JOB: State how many lines of the records below contain the word "What", matching case exactly, and give only that number.

Dataset items
□ □ □ □ □ □ □

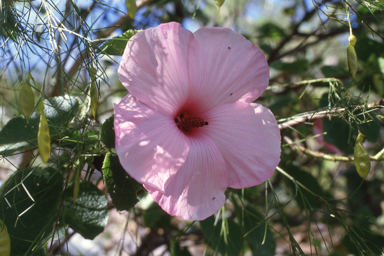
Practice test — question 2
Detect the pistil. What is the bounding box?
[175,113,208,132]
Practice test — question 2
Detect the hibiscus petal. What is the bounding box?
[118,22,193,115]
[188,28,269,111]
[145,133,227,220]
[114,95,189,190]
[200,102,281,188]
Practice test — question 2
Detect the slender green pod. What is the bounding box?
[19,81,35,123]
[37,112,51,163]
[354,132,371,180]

□ □ □ □ □ □ □

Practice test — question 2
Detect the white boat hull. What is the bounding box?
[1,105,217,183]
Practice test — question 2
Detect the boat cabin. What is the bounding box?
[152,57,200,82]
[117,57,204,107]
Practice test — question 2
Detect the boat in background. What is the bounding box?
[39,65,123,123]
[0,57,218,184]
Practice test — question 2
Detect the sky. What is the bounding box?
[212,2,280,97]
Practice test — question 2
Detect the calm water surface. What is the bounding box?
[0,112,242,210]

□ □ □ □ □ □ □

RESPONSE TO THIS TASK: 8